__TEXT PROVIDED__
============================================================

Active Object Detection and Tracking Using Gimbal Mechanisms for Autonomous Drone Applications

Round 1

Reviewer 1 Report

Comments and Suggestions for Authors

This paper specifically assesses the significance of gimbals in active perception systems, which are fundamental in numerous applications, particularly in inspection and surveillance activities. Their methodical analysis and findings offer crucial insights for the application of active vision-based processes in autonomous drone applications, such as building inspection and vehicle tracking.

The authors demonstrate the benefits of active object tracking for UAV applications by first reducing motion blur brought on by rapid camera movement and vibrations, and then by fixing the object of interest in the field-of-view's center and thereby reducing reprojection errors brought on by peripheral distortion. The results show that active techniques significantly outperform classic passive ones in terms of object position estimate accuracy. In more detail, a series of experiments suggests that active gimbal tracking can improve the spatial estimation accuracy of moving objects of known size, even in the face of difficult motion patterns and image distortion.

Some deficiencies seen in the article review are as follows:

1. The references given in the 1. Introduction and 2. Background sections are very inadequate. Also, the expressions in section 2.1 are used verbatim from another article:

Pimentel de Figueiredo, R., Le Fevre Sejersen, J., Grimm Hansen, J., & Brandão, M. (2022). Integrated design-sense-plan architecture for autonomous geometric-semantic mapping with UAVs. Frontiers in Robotics and AI, 9, 911974.

2. There are some unnecessary references used in the article. It is considered that there is no need to use references 1-4, 6, 21, 31 and 32.

3. References 16, 23-29 are out of date. Current studies should be used instead.

4. Some recommended articles are:

Pan, N., Zhang, R., Yang, T., Cui, C., Xu, C., & Gao, F. (2021). Fast‐Tracker 2.0: Improving autonomy of aerial tracking with active vision and human location regression. IET Cyber‐Systems and Robotics, 3(4), 292-301.

Kiyak, E., & Unal, G. (2021). Small aircraft detection using deep learning. Aircraft Engineering and Aerospace Technology, 93(4), 671-681.

Kraft, M., Piechocki, M., Ptak, B., & Walas, K. (2021). Autonomous, onboard vision-based trash and litter detection in low altitude aerial images collected by an unmanned aerial vehicle. Remote Sensing, 13(5), 965.

============================================================

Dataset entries
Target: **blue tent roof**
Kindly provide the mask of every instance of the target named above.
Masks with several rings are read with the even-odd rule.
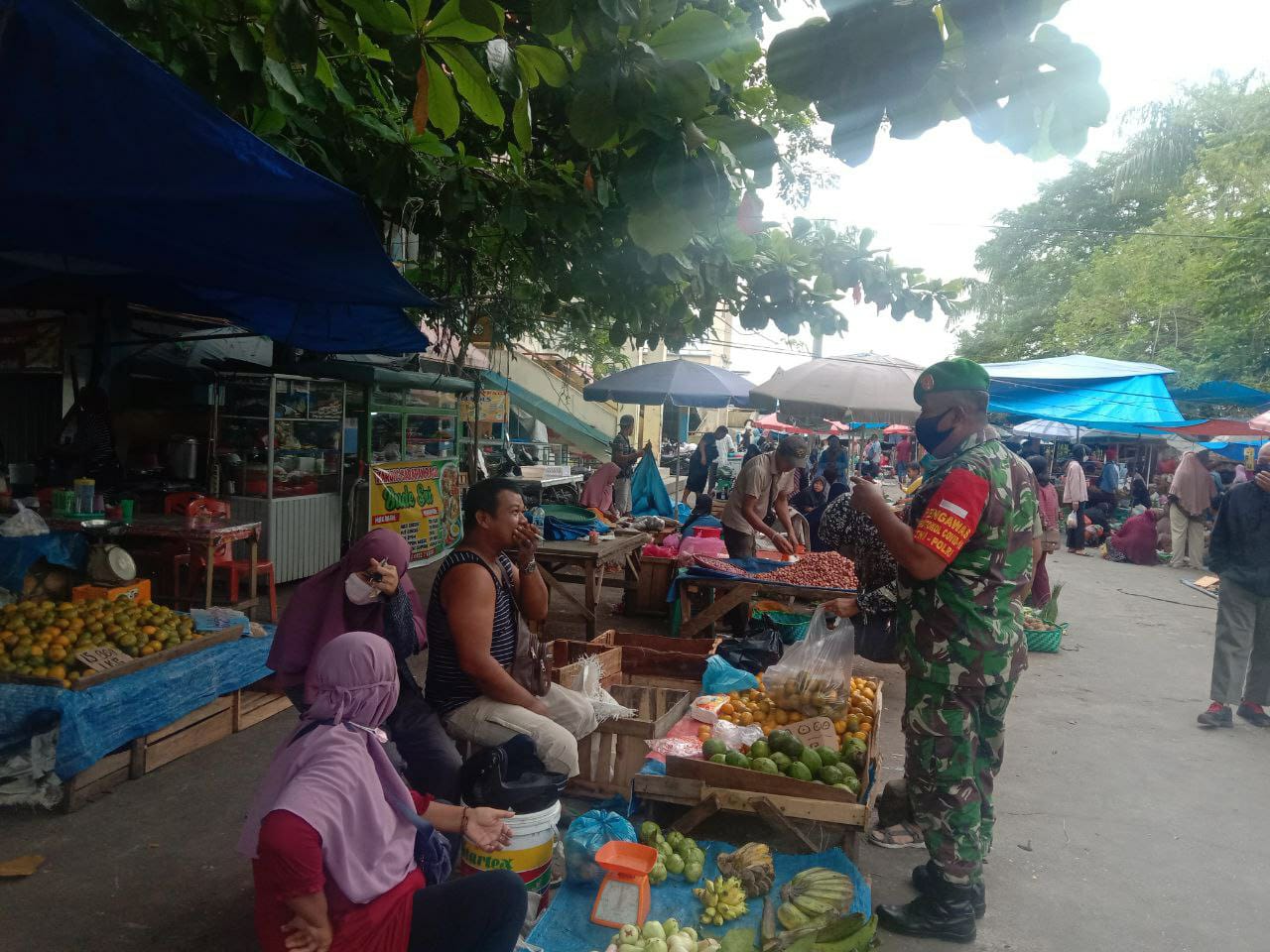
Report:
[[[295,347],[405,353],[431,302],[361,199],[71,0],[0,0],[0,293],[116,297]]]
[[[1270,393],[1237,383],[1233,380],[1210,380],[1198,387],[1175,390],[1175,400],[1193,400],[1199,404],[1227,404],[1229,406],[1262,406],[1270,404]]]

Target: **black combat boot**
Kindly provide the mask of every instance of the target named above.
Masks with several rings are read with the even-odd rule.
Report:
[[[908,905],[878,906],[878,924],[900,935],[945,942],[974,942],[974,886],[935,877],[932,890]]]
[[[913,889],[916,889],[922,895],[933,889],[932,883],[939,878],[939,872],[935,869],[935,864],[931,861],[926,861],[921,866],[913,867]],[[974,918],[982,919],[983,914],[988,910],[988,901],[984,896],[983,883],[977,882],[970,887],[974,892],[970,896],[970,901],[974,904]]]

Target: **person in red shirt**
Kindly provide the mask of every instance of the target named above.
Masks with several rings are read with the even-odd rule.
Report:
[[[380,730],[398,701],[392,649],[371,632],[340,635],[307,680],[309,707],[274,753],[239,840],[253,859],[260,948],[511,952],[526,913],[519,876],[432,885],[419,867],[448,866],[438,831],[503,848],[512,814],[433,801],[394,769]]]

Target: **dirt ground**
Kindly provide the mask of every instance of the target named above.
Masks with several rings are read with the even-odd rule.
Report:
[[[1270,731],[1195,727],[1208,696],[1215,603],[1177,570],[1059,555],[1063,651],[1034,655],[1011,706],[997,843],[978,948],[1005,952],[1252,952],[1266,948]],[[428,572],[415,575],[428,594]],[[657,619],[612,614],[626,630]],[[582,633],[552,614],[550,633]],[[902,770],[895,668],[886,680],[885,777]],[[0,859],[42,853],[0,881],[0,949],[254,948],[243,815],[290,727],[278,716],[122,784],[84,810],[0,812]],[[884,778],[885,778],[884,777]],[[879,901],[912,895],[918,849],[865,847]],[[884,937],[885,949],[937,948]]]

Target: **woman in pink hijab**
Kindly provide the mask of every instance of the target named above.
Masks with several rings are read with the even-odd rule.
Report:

============================================================

__USING THE INFORMATION__
(1) In the reviewer report, how do the authors show that active object tracking helps UAV applications? Answer in one to three sentences.
(2) Transcribe the part of the reviewer report starting with "Kraft, M., Piechocki, M., Ptak, B., &" and going on through "Sensing, 13(5), 965.".
(3) Pick up the reviewer report on gimbal-based drone tracking from the point where it stops, and write what comes next.

__RESPONSES BY ITEM NUMBER__
(1) They show that it reduces motion blur caused by rapid camera movement and vibrations. It also keeps the object of interest in the center of the field of view, which reduces reprojection errors caused by peripheral distortion.

(2)
Kraft, M., Piechocki, M., Ptak, B., & Walas, K. (2021). Autonomous, onboard vision-based trash and litter detection in low altitude aerial images collected by an unmanned aerial vehicle. Remote Sensing, 13(5), 965.

(3)
Wu, H., Jiang, L., Liu, X., Li, J., Yang, Y., & Zhang, S. (2021, September). Intelligent explosive ordnance disposal UAV system based on manipulator and real-time object detection. In 2021 4th International Conference on Intelligent Robotics and Control Engineering (IRCE) (pp. 61-65). IEEE.

Unal, G. (2021). Visual target detection and tracking based on Kalman filter. Journal of Aeronautics and Space Technologies, 14(2), 251-259.

Qingqing, L., Taipalmaa, J., Queralta, J. P., Gia, T. N., Gabbouj, M., Tenhunen, H., ... & Westerlund, T. (2020, November). Towards active vision with UAVs in marine search and rescue: Analyzing human detection at variable altitudes. In 2020 IEEE International Symposium on Safety, Security, and Rescue Robotics (SSRR) (pp. 65-70). IEEE.

Lin, L., Yang, Y., Cheng, H., & Chen, X. (2019). Autonomous vision-based aerial grasping for rotorcraft unmanned aerial vehicles. Sensors, 19(15), 3410.

Nguyen, P. H., Arsalan, M., Koo, J. H., Naqvi, R. A., Truong, N. Q., & Park, K. R. (2018). LightDenseYOLO: A fast and accurate marker tracker for autonomous UAV landing by visible light camera sensor on drone. Sensors, 18(6), 1703.

Chen, P., Dang, Y., Liang, R., Zhu, W., & He, X. (2017). Real-time object tracking on a drone with multi-inertial sensing data. IEEE Transactions on Intelligent Transportation Systems, 19(1), 131-139.

5. How was Equation 7 obtained? Can details be given?

 

 

 

 

 

 

 

Author Response

This paper specifically assesses the significance of gimbals in active perception systems, which are fundamental in numerous applications, particularly in inspection and surveillance activities. Their methodical analysis and findings offer crucial insights for the application of active vision-based processes in autonomous drone applications, such as building inspection and vehicle tracking.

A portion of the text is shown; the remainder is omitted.